The marriages are lavish. Tiruttakkatevar describes the weddings with the density of a man who loves silk, gold, flower garlands, and the specific sound of ankle bells on a stone floor. The feasts go on for days. The bedchambers are perfumed. The reader is meant to understand that Civakan is living the fullest possible human life - every pleasure available, every appetite satisfied, every art practiced, every relationship consummated. He is not denying himself anything. He is the ideal Tamil hero in the akam sense: accomplished in love, generous in wealth, surrounded by beauty.

But eight marriages also means eight domestic worlds, eight sets of jealousies, eight women whose needs pull against each other. Tiruttakkatevar does not hide this. The household is magnificent and fractured. Civakan holds it together through charisma and attentiveness, but the attentiveness itself becomes a kind of labor.

**PROVIDED MATERIAL:**
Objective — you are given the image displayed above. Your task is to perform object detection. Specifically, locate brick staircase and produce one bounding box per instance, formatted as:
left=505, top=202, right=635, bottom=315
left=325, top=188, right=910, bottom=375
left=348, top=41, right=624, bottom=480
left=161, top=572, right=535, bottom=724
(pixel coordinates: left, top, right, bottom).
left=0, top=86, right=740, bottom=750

---

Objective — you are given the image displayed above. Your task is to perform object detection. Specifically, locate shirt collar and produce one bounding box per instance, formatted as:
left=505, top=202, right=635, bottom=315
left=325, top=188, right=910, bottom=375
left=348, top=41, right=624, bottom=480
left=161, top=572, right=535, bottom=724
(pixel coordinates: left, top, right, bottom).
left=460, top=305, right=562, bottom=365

...

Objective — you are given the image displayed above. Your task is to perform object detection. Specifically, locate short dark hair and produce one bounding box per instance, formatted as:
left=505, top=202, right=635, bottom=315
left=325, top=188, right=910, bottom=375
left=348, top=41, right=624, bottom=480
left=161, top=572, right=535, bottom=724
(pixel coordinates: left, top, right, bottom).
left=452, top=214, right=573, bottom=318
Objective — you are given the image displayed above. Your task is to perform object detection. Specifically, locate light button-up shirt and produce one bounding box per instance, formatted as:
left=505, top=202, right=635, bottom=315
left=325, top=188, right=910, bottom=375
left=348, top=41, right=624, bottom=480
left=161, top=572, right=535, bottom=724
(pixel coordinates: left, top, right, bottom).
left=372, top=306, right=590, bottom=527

**ASSIGNED TASK 1:**
Reproduce the passage on Civakan's marriages between "But eight marriages" and "kind of labor.", inclusive.
**ASSIGNED TASK 2:**
Write the next part of the passage on Civakan's marriages, picking up after its final sentence.
The records are separate from the passage on Civakan's marriages.

**RESPONSE AREA 1:**
But eight marriages also means eight domestic worlds, eight sets of jealousies, eight women whose needs pull against each other. Tiruttakkatevar does not hide this. The household is magnificent and fractured. Civakan holds it together through charisma and attentiveness, but the attentiveness itself becomes a kind of labor.

**RESPONSE AREA 2:**
The Kingdom Reclaimed

Civakan’s royal blood does not stay hidden forever. The truth of his birth surfaces - his mother’s flight, his father’s murder, the usurper Kattiyankaran sitting on a throne that was never his. Civakan rides to Maturai. The battle for the city is told in puram mode, the exterior voice of war poetry: chariots, elephants, the clash of armies on open ground. Kattiyankaran falls. The kingdom returns to its rightful line.

Civakan enters the court his father lost. He governs. He is just. The people prosper. The rains come on time. The granaries fill. Everything a king should be, he is. The sixty-four arts serve him here - he judges disputes with a scholar’s precision, he patronizes poets and musicians, he builds. Maturai under Civakan is the ideal city, and the epic pauses to let the reader sit in it, to feel the satisfaction of justice done and order restored.

The Renunciation

Then Civakan walks away from all of it.

This is where the Civaka Cintamani parts company with most heroic narratives. The hero does not die in battle. He does not grow old on his throne. He does not pass the crown to a son and fade into honored retirement. He looks at the kingdom, the wives, the arts, the wealth, the justice he has built - and he sees that none of it holds. Every pleasure is temporary. Every accomplishment decays. The body ages. The mind clouds. Even the perfect life is a cage if you mistake it for something permanent.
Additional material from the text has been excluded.